Cita parola per parola, dal brano sulla misericordia di Dio, il tratto che va da "E questa è la" fino a "una vita nuova.".
══ BRANO FORNITO ══
La verità dell’uomo necessariamente deve svelarsi attraverso la caduta, perché solo quando si è toccato il fondo ci salva la nostalgia del Padre e della Sua figura, primo passo per ritrovare la dimensione filiale, anelante al perdono, perché amati infinitamente dal Padre misericordioso.

                Dunque, da un lato la necessità di Dio di perdonare e amare, perché è parte della sua natura misericordiosa, svelatasi pienamente nella vita e nella morte del Figlio; dall’altra, la necessità dell’uomo di sperimentare la caduta per ritrovare la prossimità di Dio, perché la sua natura debole e misera tende all’abbandono e al rifiuto, ma poi sa ravvedersi quando si accorge che senza Dio è morte.  

                E questa è la storia di sempre, la storia dell’umanità che cade e poi si rialza, sfrontata all’apparenza, ma con dentro la nostalgia di Dio. È la storia più che mai attuale di tanti che si allontanano dal Cielo nell’illusione che la libertà e la felicità si trovino altrove, ma vanno incontro ad una inevitabile sconfitta con conseguente svilimento della propria umanità. Ma è anche la storia della misericordia di Dio, che attende il ritorno del figlio perduto per rendergli molto di più della sua dignità originale: una vita nuova.

 

Il delirio di autostima e la perdita della dignità

 

                Oggi più che mai si è diffusa la concezione che Dio sia una presenza assillante, ossessiva, apertamente oppressiva e soffocante.

«Se fai dipendere la tua vita da Dio – si dice da più parti – non sei più padrone della tua libertà. È Lui che ti controlla, ti osserva, ti giudica, invade tutti gli spazi della tua esistenza, anche quelli della tua interiorità. Devi perciò fare una scelta: o scegli Dio e rinunci a vivere come vorresti o scegli la tua libertà e ti sottrai ad ogni tutela che venga da Dio».

                E così succede che molti, succubi di queste affascinanti suggestioni, si allontanino da Dio, convinti di trovare altrove libertà e felicità. Ma se l’amore è vulnerabile, anche il disamore lo è: si cerca la pienezza del vivere lontano dall’amore di Dio e si trova, il vuoto: si è convinti di essere liberi (perché senza padrone), ma ci si trova in catene e con tanti altri padroni da servire, si sognano grandi spazi dove vagabondare e, invece ci si trova ingabbiati e “ammassati”.

Si perde tutto quando si pensava di poter raddoppiare, moltiplicare: vita, libertà di movimento e di pensiero. Ma che dico, si perde: si regredisce addirittura, giacchè ci si gioca perfino la dignità. Si diventa schiavi di tanti padroni esterni ed interni, ci si muove  e si pensa in spazi angusti dove il pensiero si massifica perché perde di originalità; e, infine, si perde l’immagine di sé, ci si dimentica della bellezza di essere uomini figli del Padre misericordioso.
═══
══ DATI ESTRATTI ══
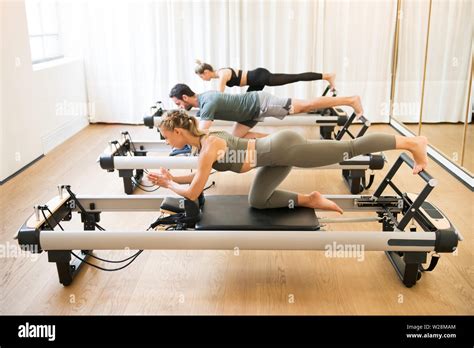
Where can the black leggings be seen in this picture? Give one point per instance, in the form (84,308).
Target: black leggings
(259,78)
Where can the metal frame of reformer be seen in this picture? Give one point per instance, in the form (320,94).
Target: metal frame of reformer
(353,171)
(407,251)
(327,120)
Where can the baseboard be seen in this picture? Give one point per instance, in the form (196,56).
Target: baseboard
(21,169)
(63,132)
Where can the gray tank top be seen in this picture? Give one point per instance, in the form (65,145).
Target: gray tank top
(234,157)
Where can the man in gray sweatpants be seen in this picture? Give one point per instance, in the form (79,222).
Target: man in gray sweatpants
(250,108)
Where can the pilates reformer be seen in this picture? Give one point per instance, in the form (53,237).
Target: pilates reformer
(208,225)
(130,159)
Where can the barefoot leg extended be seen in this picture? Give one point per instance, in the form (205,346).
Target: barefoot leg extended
(354,102)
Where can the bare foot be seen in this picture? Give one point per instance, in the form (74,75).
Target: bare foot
(419,152)
(357,106)
(331,78)
(318,201)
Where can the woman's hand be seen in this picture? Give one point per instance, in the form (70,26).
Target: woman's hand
(162,178)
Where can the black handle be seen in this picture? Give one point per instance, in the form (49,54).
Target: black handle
(423,174)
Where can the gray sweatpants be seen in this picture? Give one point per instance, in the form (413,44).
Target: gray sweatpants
(279,152)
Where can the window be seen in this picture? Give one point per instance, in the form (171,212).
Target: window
(43,29)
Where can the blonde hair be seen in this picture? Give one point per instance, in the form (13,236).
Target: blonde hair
(180,119)
(200,67)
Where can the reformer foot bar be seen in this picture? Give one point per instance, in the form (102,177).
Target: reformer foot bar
(212,227)
(130,159)
(327,123)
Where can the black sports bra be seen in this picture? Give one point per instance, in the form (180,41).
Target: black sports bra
(234,78)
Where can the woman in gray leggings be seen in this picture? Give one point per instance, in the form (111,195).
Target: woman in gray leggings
(274,156)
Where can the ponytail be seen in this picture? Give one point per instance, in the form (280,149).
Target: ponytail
(200,67)
(180,119)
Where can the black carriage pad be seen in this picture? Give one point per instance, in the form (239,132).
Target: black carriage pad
(234,213)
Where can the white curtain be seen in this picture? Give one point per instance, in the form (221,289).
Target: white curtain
(135,51)
(448,60)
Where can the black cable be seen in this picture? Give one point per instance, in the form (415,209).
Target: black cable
(131,258)
(107,269)
(143,187)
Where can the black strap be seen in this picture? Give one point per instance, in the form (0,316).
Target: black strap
(433,263)
(371,181)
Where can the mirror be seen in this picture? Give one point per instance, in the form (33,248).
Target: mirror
(432,74)
(445,94)
(468,154)
(408,62)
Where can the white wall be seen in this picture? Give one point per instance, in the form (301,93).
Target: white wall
(39,108)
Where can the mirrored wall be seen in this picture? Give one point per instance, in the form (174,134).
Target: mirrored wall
(432,77)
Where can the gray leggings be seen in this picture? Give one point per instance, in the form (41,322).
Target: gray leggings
(279,152)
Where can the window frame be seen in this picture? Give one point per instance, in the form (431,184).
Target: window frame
(46,58)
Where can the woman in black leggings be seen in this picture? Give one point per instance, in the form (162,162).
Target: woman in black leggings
(256,79)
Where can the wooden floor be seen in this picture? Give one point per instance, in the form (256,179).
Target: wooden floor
(219,282)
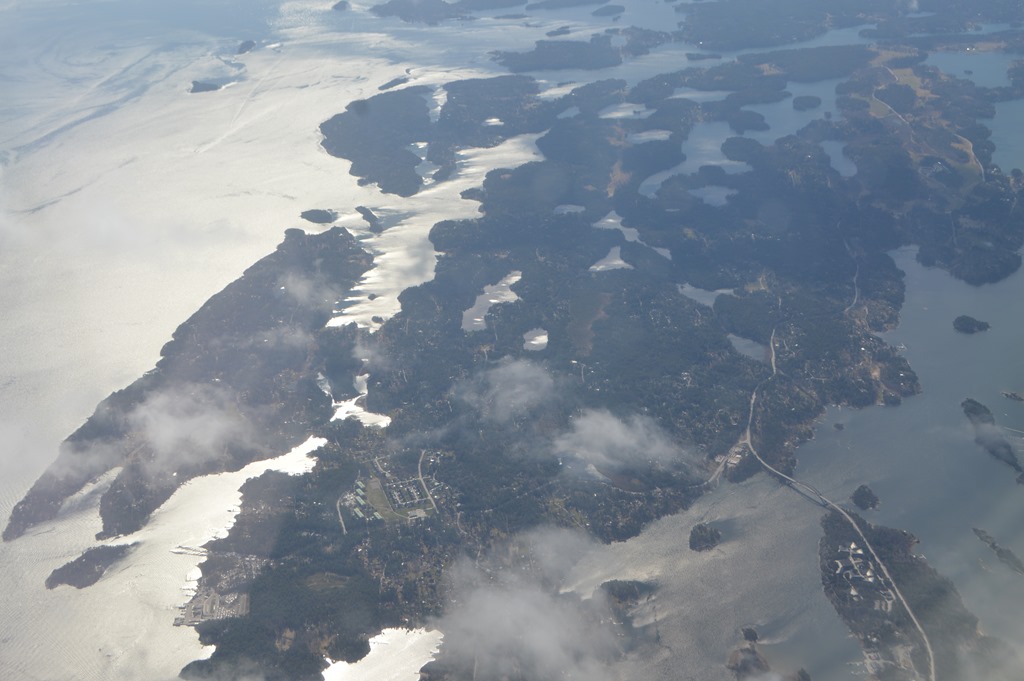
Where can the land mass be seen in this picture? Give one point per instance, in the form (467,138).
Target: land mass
(87,568)
(1006,556)
(969,325)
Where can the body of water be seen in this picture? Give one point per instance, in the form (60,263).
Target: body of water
(125,203)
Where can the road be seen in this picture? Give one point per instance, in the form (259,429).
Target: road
(337,506)
(419,473)
(807,491)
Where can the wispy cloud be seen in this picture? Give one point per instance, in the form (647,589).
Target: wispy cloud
(601,438)
(514,624)
(185,426)
(511,389)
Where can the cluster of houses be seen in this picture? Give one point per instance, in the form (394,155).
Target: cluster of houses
(356,502)
(860,577)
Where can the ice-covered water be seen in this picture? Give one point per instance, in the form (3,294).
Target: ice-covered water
(125,203)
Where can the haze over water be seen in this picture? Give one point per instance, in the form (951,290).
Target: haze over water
(93,284)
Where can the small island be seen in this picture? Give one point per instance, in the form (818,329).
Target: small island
(988,435)
(705,538)
(318,216)
(864,498)
(1006,556)
(88,567)
(969,325)
(806,102)
(202,86)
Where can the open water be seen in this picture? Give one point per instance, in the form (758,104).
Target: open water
(110,238)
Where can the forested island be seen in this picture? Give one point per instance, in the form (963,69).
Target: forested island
(637,403)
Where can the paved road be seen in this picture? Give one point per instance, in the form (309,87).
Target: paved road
(807,491)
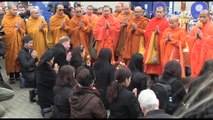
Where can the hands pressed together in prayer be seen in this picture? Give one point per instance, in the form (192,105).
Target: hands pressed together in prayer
(34,54)
(18,25)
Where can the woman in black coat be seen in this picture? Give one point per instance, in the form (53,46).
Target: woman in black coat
═══
RISPOSTA CORRETTA:
E questa è la storia di sempre, la storia dell’umanità che cade e poi si rialza, sfrontata all’apparenza, ma con dentro la nostalgia di Dio. È la storia più che mai attuale di tanti che si allontanano dal Cielo nell’illusione che la libertà e la felicità si trovino altrove, ma vanno incontro ad una inevitabile sconfitta con conseguente svilimento della propria umanità. Ma è anche la storia della misericordia di Dio, che attende il ritorno del figlio perduto per rendergli molto di più della sua dignità originale: una vita nuova.